Lefties will bluster about Ugly Americans and U.S exploitation
of innocent peoples everywhere. We'll blame Ronald Reagan. But
when it comes down to having the will to act, I fear we'll come
up half-baked and short. And after a suitable period of "bipartisanship"
we'll get back to business as usual--demonizing and demagoguing,
but feeling better about ourselves. (September 15, 2001)
- Kodak Moments:The
Food Network and the Home and Garden Network suspended regular
programming the night of September 11 due to "the nature
of the day's events."
- The events of September
11 surely fit the definition of hate crimes. Wonder if we'll hear
lefties wailing about this and demanding special legislation?
Many Regulars Lying
Low
- Have we noticed the
usual crowd of guilt hustlers and handwringers is nowhere
to be found these days? Jesse Jackson, The Reverend Sharpton,
Susan Estrich, Paul Begala, Maxine Waters, Alcee Hastings, Paul
Wellstone, and the rest--lying low, one supposes.
- Sick cut short a vacation
and flew back from Australia to get on-camera, though.
You Know, The Ones
With No Arms Or Legs
- CNN ran a "crawler"
across the bottom of the screen tonight reporting that New York
Governor Pataki had "suspended the statues of limitations"
for civil and criminal proceedings. . .
- Later in the evening,
a CNN correspondent, speculating on explosions in Kabul, Pakistan,
said that perhaps it was the United States wanting to show the
world "it's still capable of reaching out and touching
its enemies."
Keepin' A List, Checkin'
It Twice
- All these public
mentions of God and all these flags flying must have
the ACLU nearly hysterical with anger and frustration. One of
the millions of offenders was New York's own Senator Charles
Schumer, who uttered the words,"Praise God" while
standing near the World Trade Center ruins. We can bet someone's
keeping a list.
- Reports now emerge
that many of the creatures unjustly alleged to have been the September
11 perps had lived in Florida. Bet money that Jimbo Carville
is working assiduously even at this moment to assure that their
votes for Weird Al Gore were fairly counted.
- One of the talk shows
had Tom Friedman, foreign affairs editor of the New
York Times, as a guest. He was asked if the events of September
11 represented a failure by America's intelligence community.

# [RAW DATA]
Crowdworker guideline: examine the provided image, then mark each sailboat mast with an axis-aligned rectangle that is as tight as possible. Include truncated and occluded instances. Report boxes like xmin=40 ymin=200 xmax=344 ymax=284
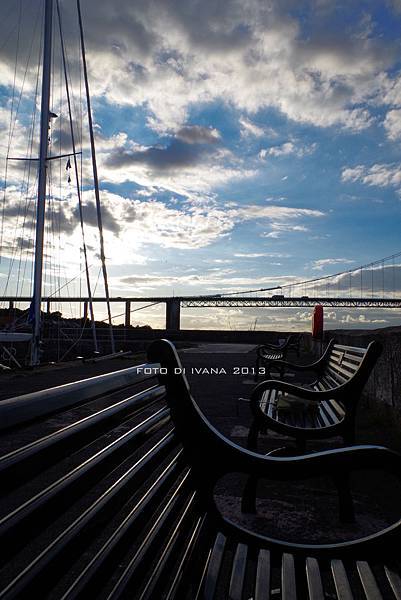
xmin=31 ymin=0 xmax=53 ymax=366
xmin=77 ymin=0 xmax=116 ymax=352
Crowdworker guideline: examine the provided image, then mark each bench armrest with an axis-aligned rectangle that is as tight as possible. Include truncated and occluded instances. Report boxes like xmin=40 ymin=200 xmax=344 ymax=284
xmin=250 ymin=379 xmax=343 ymax=405
xmin=262 ymin=357 xmax=320 ymax=371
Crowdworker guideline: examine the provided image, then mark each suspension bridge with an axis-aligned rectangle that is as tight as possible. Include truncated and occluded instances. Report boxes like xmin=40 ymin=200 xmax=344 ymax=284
xmin=2 ymin=252 xmax=401 ymax=331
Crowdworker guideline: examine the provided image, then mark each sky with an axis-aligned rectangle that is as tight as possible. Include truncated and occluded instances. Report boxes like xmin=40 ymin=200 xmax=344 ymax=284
xmin=0 ymin=0 xmax=401 ymax=329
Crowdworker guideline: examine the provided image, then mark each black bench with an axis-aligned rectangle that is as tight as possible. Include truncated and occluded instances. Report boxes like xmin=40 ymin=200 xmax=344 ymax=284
xmin=0 ymin=341 xmax=401 ymax=600
xmin=248 ymin=340 xmax=382 ymax=451
xmin=255 ymin=333 xmax=302 ymax=381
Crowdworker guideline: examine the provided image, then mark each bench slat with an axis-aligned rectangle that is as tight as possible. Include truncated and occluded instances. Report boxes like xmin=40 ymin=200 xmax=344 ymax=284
xmin=255 ymin=550 xmax=270 ymax=600
xmin=334 ymin=344 xmax=366 ymax=354
xmin=356 ymin=561 xmax=383 ymax=600
xmin=384 ymin=566 xmax=401 ymax=600
xmin=329 ymin=360 xmax=358 ymax=379
xmin=202 ymin=532 xmax=227 ymax=600
xmin=281 ymin=553 xmax=297 ymax=600
xmin=306 ymin=557 xmax=325 ymax=600
xmin=229 ymin=544 xmax=248 ymax=600
xmin=322 ymin=400 xmax=339 ymax=424
xmin=331 ymin=559 xmax=354 ymax=600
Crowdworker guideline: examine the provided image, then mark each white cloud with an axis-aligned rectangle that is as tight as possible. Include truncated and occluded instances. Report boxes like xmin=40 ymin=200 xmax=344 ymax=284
xmin=239 ymin=117 xmax=265 ymax=137
xmin=383 ymin=109 xmax=401 ymax=140
xmin=5 ymin=0 xmax=390 ymax=135
xmin=312 ymin=258 xmax=355 ymax=271
xmin=341 ymin=164 xmax=401 ymax=187
xmin=259 ymin=142 xmax=317 ymax=159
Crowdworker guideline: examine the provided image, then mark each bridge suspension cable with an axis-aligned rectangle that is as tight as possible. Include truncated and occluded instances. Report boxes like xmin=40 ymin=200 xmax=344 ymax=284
xmin=219 ymin=252 xmax=401 ymax=296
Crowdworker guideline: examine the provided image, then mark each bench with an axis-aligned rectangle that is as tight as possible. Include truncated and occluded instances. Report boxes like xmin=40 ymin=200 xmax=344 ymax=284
xmin=0 ymin=341 xmax=401 ymax=600
xmin=255 ymin=333 xmax=302 ymax=381
xmin=248 ymin=340 xmax=382 ymax=452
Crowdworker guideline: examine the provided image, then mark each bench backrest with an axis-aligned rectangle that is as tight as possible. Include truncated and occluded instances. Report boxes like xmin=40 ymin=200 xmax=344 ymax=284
xmin=314 ymin=341 xmax=382 ymax=392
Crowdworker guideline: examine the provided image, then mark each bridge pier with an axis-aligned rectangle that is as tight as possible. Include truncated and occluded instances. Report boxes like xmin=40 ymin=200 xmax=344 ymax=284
xmin=166 ymin=298 xmax=181 ymax=331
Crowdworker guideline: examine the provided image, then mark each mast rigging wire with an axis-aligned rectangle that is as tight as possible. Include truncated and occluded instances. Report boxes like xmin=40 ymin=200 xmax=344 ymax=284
xmin=77 ymin=0 xmax=116 ymax=352
xmin=56 ymin=0 xmax=99 ymax=352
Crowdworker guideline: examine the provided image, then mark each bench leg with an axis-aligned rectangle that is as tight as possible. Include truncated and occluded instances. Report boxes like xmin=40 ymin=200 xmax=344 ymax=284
xmin=241 ymin=419 xmax=259 ymax=514
xmin=334 ymin=474 xmax=355 ymax=523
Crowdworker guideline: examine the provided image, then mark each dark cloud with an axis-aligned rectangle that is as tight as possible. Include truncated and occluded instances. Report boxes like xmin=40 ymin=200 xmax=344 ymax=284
xmin=176 ymin=125 xmax=220 ymax=144
xmin=72 ymin=202 xmax=121 ymax=235
xmin=105 ymin=138 xmax=214 ymax=172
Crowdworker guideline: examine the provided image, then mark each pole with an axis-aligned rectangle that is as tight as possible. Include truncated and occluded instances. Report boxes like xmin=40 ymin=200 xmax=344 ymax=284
xmin=77 ymin=0 xmax=116 ymax=352
xmin=31 ymin=0 xmax=53 ymax=366
xmin=56 ymin=0 xmax=99 ymax=352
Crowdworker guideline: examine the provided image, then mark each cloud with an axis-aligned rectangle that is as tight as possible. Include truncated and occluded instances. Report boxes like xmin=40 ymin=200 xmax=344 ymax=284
xmin=261 ymin=221 xmax=310 ymax=239
xmin=383 ymin=109 xmax=401 ymax=140
xmin=234 ymin=252 xmax=268 ymax=258
xmin=0 ymin=0 xmax=392 ymax=135
xmin=341 ymin=164 xmax=401 ymax=187
xmin=175 ymin=125 xmax=220 ymax=144
xmin=312 ymin=258 xmax=355 ymax=271
xmin=98 ymin=126 xmax=256 ymax=198
xmin=259 ymin=142 xmax=317 ymax=159
xmin=239 ymin=116 xmax=265 ymax=138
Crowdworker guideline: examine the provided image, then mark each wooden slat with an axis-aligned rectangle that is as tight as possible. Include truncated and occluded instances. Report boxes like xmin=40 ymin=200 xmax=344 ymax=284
xmin=327 ymin=398 xmax=345 ymax=421
xmin=329 ymin=361 xmax=355 ymax=380
xmin=306 ymin=558 xmax=325 ymax=600
xmin=384 ymin=567 xmax=401 ymax=600
xmin=326 ymin=366 xmax=348 ymax=386
xmin=255 ymin=550 xmax=270 ymax=600
xmin=281 ymin=554 xmax=297 ymax=600
xmin=229 ymin=544 xmax=248 ymax=600
xmin=333 ymin=344 xmax=367 ymax=354
xmin=331 ymin=559 xmax=354 ymax=600
xmin=319 ymin=402 xmax=332 ymax=427
xmin=356 ymin=561 xmax=383 ymax=600
xmin=202 ymin=533 xmax=227 ymax=600
xmin=341 ymin=356 xmax=362 ymax=371
xmin=323 ymin=371 xmax=338 ymax=389
xmin=322 ymin=400 xmax=339 ymax=425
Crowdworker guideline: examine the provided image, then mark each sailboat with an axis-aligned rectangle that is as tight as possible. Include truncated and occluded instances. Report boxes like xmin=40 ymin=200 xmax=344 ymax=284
xmin=0 ymin=0 xmax=115 ymax=366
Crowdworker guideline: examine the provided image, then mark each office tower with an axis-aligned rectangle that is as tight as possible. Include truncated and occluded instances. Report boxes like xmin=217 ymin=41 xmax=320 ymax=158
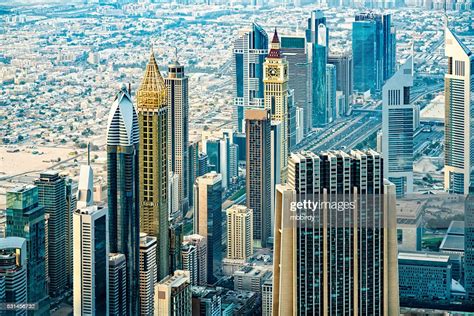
xmin=232 ymin=23 xmax=268 ymax=133
xmin=194 ymin=172 xmax=222 ymax=284
xmin=444 ymin=28 xmax=474 ymax=194
xmin=226 ymin=204 xmax=253 ymax=261
xmin=352 ymin=12 xmax=396 ymax=92
xmin=169 ymin=217 xmax=184 ymax=273
xmin=186 ymin=142 xmax=198 ymax=209
xmin=65 ymin=177 xmax=77 ymax=288
xmin=326 ymin=64 xmax=338 ymax=122
xmin=382 ymin=57 xmax=413 ymax=196
xmin=263 ymin=29 xmax=288 ymax=181
xmin=181 ymin=234 xmax=208 ymax=285
xmin=270 ymin=122 xmax=281 ymax=237
xmin=165 ymin=57 xmax=189 ymax=212
xmin=280 ymin=36 xmax=312 ymax=134
xmin=73 ymin=206 xmax=109 ymax=315
xmin=137 ymin=51 xmax=169 ymax=280
xmin=6 ymin=185 xmax=49 ymax=313
xmin=262 ymin=278 xmax=273 ymax=316
xmin=35 ymin=171 xmax=68 ymax=297
xmin=107 ymin=87 xmax=140 ymax=314
xmin=245 ymin=109 xmax=272 ymax=247
xmin=155 ymin=270 xmax=192 ymax=316
xmin=328 ymin=53 xmax=354 ymax=115
xmin=273 ymin=150 xmax=399 ymax=315
xmin=0 ymin=237 xmax=28 ymax=316
xmin=398 ymin=252 xmax=452 ymax=306
xmin=306 ymin=10 xmax=329 ymax=127
xmin=140 ymin=233 xmax=158 ymax=315
xmin=109 ymin=253 xmax=127 ymax=316
xmin=352 ymin=20 xmax=382 ymax=93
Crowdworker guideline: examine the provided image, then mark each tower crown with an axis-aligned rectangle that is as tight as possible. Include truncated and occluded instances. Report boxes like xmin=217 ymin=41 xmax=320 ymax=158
xmin=137 ymin=48 xmax=166 ymax=109
xmin=268 ymin=28 xmax=281 ymax=58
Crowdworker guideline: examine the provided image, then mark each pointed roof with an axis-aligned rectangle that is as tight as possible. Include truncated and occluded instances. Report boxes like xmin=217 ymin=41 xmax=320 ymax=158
xmin=268 ymin=28 xmax=281 ymax=58
xmin=137 ymin=47 xmax=166 ymax=108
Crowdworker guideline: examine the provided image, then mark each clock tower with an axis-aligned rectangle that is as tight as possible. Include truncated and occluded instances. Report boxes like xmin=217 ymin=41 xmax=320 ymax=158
xmin=263 ymin=29 xmax=288 ymax=183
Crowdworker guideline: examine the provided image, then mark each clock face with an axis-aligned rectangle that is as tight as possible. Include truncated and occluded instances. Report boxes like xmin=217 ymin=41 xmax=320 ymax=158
xmin=267 ymin=67 xmax=280 ymax=78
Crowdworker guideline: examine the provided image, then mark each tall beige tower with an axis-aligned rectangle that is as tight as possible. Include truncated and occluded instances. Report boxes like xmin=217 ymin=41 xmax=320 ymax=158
xmin=137 ymin=51 xmax=170 ymax=280
xmin=226 ymin=205 xmax=253 ymax=260
xmin=263 ymin=29 xmax=288 ymax=182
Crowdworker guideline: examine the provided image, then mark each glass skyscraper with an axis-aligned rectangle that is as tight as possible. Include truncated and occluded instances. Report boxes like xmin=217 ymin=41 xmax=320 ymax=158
xmin=107 ymin=87 xmax=140 ymax=315
xmin=232 ymin=23 xmax=268 ymax=133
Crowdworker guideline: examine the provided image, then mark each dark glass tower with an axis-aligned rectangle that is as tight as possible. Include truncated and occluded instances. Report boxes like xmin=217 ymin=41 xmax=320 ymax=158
xmin=107 ymin=84 xmax=140 ymax=315
xmin=6 ymin=185 xmax=49 ymax=314
xmin=306 ymin=10 xmax=329 ymax=127
xmin=35 ymin=171 xmax=68 ymax=297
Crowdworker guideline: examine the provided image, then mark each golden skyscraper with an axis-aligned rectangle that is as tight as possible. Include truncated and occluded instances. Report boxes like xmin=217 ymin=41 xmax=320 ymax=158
xmin=263 ymin=29 xmax=288 ymax=183
xmin=137 ymin=50 xmax=170 ymax=280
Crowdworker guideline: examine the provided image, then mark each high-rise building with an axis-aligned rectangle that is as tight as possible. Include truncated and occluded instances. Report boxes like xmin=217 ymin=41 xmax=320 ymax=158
xmin=140 ymin=233 xmax=158 ymax=315
xmin=273 ymin=150 xmax=398 ymax=315
xmin=280 ymin=36 xmax=312 ymax=134
xmin=232 ymin=23 xmax=268 ymax=133
xmin=105 ymin=84 xmax=140 ymax=315
xmin=165 ymin=56 xmax=189 ymax=212
xmin=352 ymin=12 xmax=396 ymax=92
xmin=464 ymin=183 xmax=474 ymax=306
xmin=73 ymin=205 xmax=109 ymax=315
xmin=0 ymin=237 xmax=28 ymax=316
xmin=328 ymin=53 xmax=354 ymax=115
xmin=65 ymin=177 xmax=77 ymax=288
xmin=352 ymin=20 xmax=382 ymax=93
xmin=109 ymin=253 xmax=127 ymax=316
xmin=137 ymin=51 xmax=170 ymax=280
xmin=181 ymin=234 xmax=208 ymax=285
xmin=154 ymin=270 xmax=192 ymax=316
xmin=263 ymin=29 xmax=288 ymax=181
xmin=6 ymin=185 xmax=49 ymax=313
xmin=382 ymin=57 xmax=414 ymax=196
xmin=306 ymin=10 xmax=329 ymax=127
xmin=326 ymin=64 xmax=339 ymax=122
xmin=194 ymin=172 xmax=222 ymax=284
xmin=226 ymin=204 xmax=253 ymax=261
xmin=35 ymin=171 xmax=68 ymax=297
xmin=444 ymin=28 xmax=474 ymax=194
xmin=245 ymin=109 xmax=272 ymax=247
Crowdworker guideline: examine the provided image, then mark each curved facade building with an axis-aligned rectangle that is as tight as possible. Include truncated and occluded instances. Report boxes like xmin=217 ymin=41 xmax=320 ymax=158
xmin=107 ymin=88 xmax=140 ymax=315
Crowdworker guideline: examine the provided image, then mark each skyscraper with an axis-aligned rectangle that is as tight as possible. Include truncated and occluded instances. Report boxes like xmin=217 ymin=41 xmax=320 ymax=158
xmin=273 ymin=150 xmax=398 ymax=315
xmin=105 ymin=87 xmax=140 ymax=314
xmin=444 ymin=28 xmax=474 ymax=194
xmin=6 ymin=185 xmax=49 ymax=313
xmin=281 ymin=36 xmax=312 ymax=134
xmin=35 ymin=171 xmax=68 ymax=297
xmin=352 ymin=12 xmax=396 ymax=92
xmin=109 ymin=253 xmax=127 ymax=316
xmin=0 ymin=237 xmax=28 ymax=316
xmin=306 ymin=10 xmax=329 ymax=127
xmin=137 ymin=51 xmax=170 ymax=280
xmin=140 ymin=233 xmax=158 ymax=315
xmin=263 ymin=29 xmax=288 ymax=181
xmin=165 ymin=56 xmax=189 ymax=212
xmin=232 ymin=23 xmax=268 ymax=133
xmin=382 ymin=57 xmax=414 ymax=196
xmin=73 ymin=205 xmax=109 ymax=315
xmin=194 ymin=172 xmax=222 ymax=284
xmin=154 ymin=270 xmax=192 ymax=316
xmin=226 ymin=205 xmax=253 ymax=261
xmin=181 ymin=234 xmax=209 ymax=285
xmin=328 ymin=53 xmax=354 ymax=115
xmin=245 ymin=109 xmax=272 ymax=247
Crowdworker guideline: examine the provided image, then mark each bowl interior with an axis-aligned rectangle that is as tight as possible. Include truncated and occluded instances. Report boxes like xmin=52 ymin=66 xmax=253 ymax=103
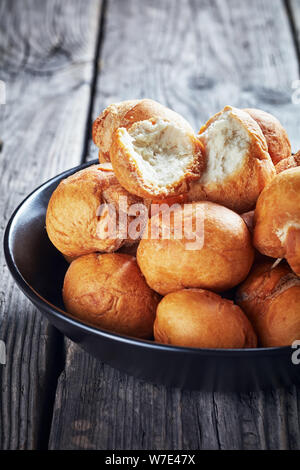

# [YOUR TASKS]
**A)** According to the commentary on the September 11 events, why did the Food Network and the Home and Garden Network suspend regular programming that night? Answer in one to three sentences.
**B)** In the commentary on the September 11 events, what position is Tom Friedman said to hold?
**C)** Go on with the commentary on the September 11 events, starting after its last sentence.
The records play no part in the work that follows.

# [ANSWERS IN ORDER]
**A)** The two networks suspended regular programming on the night of September 11 because of "the nature of the day's events."

**B)** He is the foreign affairs editor of the New York Times.

**C)**
The only failure, Friedman replied, was a "failure of imagination"--
namely, the failure to imagine evil on as colossal a scale
as this. That had to disappoint lefties who stoutly deny there
is such a thing as evil and say that it's merely someone who's
misunderstood and suffering from low self-esteem. Friedman spoke
from Tel Aviv where, one hoped, he was looking over his shoulder
periodically.
Dan's Dopiness
- News reports say Dan
Rather went on Letterman's show the other night and cried.
He must think 10 minutes of blubbering on national TV makes up
for the other 23 hours and 50 minutes a day he's a howling fraud
impersonating an objective journalist, and a liberal buffoon to
boot. (September 19, 2001)
Neutering The Attack
Donkeys
- Dems must be chewing
their own arms off now. They were set to launch a coordinated
major political attack against Dubya the day before the hijackings
and bombings. Senator Joe Biden was to have led the assault.
Now, in just a few terrible hours, events have neutered the
attack donkeys and put the smell of treason on anything but
complete support for a previously stumbling Bush Administration.
- First it's Osama
bin Laden. Then Usama bin Laden. Every day we see it spelled
both ways. Can't we get together and agree on one or the other?
- Dubya can now define
his presidency with this single issue of terrorism. If he handles
it well, he can practically assure his re-election in 2004 and
give life--and much-needed backbone--to Republican Congressional
candidates in the mid-term and 2004 elections.
Sounds All-American To Me!
-
And totally by coincidence,
less than a week after the terrorist bombings, one of America's
home-grown terrorists, the legendary black militant H.
Rap Brown, now a "Muslim cleric" re-named Jamil
Abdullah Al-Amin, had his own murder trial delayed by
an Atlanta judge on grounds that Brown/Al-Amin couldn't get
a fair trial "because of anti-Islamic sentiment" stirred
by the events of September 11. Brown/Al-Amin is accused of
killing a sheriff's deputy last year, and claims he is the
victim of a police conspiracy. (September 20, 2001)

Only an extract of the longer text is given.